(REQUIRED WORK) Rewrite the rows from the start through the line that contains "98L238 95L237 94L237", changing "young tree" to "sapling" and keeping everything else the same.

Region annotation rows

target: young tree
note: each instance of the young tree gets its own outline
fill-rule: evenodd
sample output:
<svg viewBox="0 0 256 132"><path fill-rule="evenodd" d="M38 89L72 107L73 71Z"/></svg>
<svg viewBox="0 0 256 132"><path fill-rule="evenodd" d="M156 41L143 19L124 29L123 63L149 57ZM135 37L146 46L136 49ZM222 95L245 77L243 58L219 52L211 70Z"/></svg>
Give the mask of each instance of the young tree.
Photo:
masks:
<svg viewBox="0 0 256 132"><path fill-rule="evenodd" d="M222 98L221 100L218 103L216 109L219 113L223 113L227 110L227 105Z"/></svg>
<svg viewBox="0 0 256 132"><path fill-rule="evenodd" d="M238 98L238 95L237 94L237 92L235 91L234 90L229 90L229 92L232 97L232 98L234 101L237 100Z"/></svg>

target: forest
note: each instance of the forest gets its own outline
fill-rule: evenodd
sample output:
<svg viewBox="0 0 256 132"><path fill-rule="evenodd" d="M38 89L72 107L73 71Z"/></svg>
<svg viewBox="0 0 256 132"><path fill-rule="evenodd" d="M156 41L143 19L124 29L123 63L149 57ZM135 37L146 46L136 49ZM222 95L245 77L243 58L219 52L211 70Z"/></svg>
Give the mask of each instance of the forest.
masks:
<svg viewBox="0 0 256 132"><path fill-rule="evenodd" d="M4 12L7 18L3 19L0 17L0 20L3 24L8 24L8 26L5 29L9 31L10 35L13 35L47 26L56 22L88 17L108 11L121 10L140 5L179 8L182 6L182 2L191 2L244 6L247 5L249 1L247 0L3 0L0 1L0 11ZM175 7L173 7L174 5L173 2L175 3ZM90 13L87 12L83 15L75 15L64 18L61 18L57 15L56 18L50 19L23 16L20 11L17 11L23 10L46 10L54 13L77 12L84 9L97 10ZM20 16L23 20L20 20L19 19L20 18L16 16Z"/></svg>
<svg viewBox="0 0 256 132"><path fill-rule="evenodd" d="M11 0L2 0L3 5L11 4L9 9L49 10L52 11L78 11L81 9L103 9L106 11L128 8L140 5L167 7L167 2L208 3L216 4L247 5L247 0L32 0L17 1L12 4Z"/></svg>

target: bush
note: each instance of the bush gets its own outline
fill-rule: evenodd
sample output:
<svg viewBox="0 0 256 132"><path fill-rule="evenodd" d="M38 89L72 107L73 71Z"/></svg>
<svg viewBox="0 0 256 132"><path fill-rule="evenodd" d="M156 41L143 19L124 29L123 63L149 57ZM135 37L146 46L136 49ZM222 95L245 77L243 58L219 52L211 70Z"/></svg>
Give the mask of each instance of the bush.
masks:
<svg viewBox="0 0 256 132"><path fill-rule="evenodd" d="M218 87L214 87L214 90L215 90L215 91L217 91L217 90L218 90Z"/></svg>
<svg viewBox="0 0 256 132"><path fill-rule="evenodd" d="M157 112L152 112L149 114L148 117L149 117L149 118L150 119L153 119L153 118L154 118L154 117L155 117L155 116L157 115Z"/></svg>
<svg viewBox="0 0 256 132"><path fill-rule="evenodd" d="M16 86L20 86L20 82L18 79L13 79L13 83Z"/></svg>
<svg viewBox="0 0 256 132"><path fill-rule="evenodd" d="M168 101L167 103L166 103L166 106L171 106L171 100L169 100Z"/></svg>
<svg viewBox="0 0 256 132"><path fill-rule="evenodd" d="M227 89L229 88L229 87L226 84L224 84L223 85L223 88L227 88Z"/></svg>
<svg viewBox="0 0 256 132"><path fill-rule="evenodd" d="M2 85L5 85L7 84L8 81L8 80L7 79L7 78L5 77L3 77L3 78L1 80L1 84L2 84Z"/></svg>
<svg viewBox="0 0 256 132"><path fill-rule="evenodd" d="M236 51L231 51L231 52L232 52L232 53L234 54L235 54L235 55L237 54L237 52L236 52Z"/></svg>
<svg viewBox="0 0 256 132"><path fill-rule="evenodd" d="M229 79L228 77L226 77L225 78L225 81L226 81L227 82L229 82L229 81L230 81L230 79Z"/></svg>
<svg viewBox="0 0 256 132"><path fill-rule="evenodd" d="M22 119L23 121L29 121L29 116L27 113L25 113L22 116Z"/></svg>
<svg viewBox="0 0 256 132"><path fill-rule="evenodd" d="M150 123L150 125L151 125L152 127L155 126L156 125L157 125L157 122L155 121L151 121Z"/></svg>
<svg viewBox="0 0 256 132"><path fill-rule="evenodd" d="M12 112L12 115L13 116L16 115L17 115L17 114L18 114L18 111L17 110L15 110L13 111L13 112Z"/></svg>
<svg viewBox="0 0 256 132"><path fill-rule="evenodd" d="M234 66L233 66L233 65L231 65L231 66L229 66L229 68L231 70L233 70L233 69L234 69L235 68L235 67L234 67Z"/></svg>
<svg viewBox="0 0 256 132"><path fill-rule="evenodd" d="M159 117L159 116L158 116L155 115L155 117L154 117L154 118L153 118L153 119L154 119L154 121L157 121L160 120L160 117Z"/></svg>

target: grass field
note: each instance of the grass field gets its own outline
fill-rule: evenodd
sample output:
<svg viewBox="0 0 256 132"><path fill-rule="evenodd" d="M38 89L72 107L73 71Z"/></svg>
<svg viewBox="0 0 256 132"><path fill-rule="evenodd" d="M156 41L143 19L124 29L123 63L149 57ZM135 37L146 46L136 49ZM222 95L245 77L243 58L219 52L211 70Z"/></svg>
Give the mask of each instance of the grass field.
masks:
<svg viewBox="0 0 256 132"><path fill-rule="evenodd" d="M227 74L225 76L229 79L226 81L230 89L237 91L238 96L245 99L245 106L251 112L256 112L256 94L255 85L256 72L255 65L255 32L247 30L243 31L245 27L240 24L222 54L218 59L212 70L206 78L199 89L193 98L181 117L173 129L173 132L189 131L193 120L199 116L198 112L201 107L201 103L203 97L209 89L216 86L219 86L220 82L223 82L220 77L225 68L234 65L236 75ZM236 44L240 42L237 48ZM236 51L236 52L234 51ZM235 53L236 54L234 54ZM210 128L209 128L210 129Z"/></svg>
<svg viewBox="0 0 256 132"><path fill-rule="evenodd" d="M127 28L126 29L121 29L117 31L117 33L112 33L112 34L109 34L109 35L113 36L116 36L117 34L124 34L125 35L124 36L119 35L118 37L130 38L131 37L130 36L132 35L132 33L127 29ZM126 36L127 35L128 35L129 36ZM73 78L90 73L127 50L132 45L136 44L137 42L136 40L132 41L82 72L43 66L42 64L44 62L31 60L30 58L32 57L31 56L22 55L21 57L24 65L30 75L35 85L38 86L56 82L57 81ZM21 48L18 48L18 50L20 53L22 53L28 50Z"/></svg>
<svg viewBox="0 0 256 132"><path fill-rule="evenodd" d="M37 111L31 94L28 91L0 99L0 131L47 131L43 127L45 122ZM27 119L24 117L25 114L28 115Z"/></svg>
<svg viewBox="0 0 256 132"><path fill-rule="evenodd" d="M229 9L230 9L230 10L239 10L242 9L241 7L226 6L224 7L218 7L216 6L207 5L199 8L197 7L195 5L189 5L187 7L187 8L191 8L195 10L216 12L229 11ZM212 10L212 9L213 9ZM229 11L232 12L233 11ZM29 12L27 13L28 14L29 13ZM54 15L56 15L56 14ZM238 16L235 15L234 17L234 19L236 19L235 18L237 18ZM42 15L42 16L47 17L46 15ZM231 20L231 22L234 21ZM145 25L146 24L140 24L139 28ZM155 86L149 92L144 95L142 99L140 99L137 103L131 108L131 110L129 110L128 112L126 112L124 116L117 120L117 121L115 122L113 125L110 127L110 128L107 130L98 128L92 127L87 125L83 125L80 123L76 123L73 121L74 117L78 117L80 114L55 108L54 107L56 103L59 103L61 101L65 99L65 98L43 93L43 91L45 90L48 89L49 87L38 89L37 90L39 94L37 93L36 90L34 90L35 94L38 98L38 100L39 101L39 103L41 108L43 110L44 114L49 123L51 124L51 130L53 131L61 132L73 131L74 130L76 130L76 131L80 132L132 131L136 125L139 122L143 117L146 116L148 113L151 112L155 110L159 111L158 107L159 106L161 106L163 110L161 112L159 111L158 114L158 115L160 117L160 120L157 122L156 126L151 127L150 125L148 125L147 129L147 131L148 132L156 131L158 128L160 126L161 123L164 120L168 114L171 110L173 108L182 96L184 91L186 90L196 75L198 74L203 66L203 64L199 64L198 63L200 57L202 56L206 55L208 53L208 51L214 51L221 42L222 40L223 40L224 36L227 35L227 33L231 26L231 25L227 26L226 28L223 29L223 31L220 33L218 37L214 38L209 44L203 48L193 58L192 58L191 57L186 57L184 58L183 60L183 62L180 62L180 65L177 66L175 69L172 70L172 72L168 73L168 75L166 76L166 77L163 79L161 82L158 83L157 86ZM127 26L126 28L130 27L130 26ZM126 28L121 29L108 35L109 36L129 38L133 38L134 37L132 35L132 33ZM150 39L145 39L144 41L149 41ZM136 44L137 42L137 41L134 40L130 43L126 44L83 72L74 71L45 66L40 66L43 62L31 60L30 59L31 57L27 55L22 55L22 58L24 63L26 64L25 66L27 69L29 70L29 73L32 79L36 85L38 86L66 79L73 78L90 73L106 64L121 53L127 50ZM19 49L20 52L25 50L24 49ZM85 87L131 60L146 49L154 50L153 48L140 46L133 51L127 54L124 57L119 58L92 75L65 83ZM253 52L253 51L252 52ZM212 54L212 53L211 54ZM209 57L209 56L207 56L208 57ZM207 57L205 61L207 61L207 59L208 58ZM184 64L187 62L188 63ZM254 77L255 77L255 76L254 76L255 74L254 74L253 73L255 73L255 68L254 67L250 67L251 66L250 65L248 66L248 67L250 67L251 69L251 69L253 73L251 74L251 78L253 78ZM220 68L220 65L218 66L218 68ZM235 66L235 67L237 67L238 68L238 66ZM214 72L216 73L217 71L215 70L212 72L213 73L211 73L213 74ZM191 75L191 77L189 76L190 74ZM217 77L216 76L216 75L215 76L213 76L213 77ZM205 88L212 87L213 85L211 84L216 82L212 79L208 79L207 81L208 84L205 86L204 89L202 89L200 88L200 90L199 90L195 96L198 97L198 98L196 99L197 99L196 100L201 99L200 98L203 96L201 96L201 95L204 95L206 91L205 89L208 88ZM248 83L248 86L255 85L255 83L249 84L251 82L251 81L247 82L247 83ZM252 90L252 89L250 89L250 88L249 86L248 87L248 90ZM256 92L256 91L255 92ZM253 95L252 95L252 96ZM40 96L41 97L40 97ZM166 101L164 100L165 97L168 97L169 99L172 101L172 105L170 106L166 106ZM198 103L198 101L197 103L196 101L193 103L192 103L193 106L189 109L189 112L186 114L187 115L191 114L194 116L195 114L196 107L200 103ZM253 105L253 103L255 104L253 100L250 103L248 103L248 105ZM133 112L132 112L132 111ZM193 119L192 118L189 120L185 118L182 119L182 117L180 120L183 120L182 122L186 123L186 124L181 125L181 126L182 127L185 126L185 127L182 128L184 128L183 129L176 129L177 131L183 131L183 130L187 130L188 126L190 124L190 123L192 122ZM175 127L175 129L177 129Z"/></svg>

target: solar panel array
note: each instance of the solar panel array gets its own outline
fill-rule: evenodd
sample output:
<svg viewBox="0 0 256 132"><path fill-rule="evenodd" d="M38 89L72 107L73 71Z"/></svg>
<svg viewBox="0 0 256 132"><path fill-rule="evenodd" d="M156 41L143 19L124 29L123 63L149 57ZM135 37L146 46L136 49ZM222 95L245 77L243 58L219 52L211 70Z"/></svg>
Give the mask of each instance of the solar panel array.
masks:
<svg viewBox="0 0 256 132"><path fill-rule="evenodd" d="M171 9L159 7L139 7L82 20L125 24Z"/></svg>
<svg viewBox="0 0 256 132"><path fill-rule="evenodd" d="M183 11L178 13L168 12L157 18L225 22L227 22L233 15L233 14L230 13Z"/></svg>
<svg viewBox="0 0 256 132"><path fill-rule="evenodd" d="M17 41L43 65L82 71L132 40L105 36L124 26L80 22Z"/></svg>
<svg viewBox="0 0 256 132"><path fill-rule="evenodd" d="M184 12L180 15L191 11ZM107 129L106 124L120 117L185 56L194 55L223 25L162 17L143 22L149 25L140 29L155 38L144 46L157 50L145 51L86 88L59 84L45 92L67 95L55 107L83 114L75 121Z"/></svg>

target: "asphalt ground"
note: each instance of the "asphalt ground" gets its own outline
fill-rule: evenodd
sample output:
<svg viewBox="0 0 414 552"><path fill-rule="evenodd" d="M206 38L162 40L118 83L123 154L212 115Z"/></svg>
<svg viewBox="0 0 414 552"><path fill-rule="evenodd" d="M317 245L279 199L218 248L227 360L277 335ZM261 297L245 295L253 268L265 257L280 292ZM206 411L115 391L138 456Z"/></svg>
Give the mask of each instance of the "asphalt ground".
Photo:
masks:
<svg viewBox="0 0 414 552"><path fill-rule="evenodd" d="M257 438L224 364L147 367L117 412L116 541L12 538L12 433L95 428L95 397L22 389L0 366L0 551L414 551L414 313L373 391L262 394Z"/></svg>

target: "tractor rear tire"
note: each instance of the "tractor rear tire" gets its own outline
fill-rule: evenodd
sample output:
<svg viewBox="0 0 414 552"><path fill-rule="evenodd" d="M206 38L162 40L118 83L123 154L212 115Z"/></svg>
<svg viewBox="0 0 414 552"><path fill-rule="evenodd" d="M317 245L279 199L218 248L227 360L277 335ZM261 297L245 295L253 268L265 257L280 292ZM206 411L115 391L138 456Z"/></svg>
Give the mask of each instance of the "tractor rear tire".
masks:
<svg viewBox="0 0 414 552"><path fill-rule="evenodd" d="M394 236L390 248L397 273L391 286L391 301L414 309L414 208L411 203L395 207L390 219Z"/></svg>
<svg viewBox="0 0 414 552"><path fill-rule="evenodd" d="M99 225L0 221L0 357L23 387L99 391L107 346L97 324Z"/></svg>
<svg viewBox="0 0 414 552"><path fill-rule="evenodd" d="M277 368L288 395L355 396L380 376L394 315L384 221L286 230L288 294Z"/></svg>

(RESULT OF THE TASK)
target: sapling
note: each instance of the sapling gets its own outline
fill-rule: evenodd
sample output:
<svg viewBox="0 0 256 132"><path fill-rule="evenodd" d="M38 89L72 107L73 71Z"/></svg>
<svg viewBox="0 0 256 132"><path fill-rule="evenodd" d="M156 41L143 19L124 29L123 63L149 57ZM135 37L146 46L136 49ZM222 95L245 77L243 58L219 52L211 70Z"/></svg>
Give the mask of each instance of the sapling.
Photo:
masks:
<svg viewBox="0 0 256 132"><path fill-rule="evenodd" d="M222 98L221 100L218 103L216 109L219 113L223 113L227 110L227 105Z"/></svg>
<svg viewBox="0 0 256 132"><path fill-rule="evenodd" d="M238 98L238 95L237 94L237 92L235 91L234 90L229 90L229 92L232 97L232 98L234 101L237 100Z"/></svg>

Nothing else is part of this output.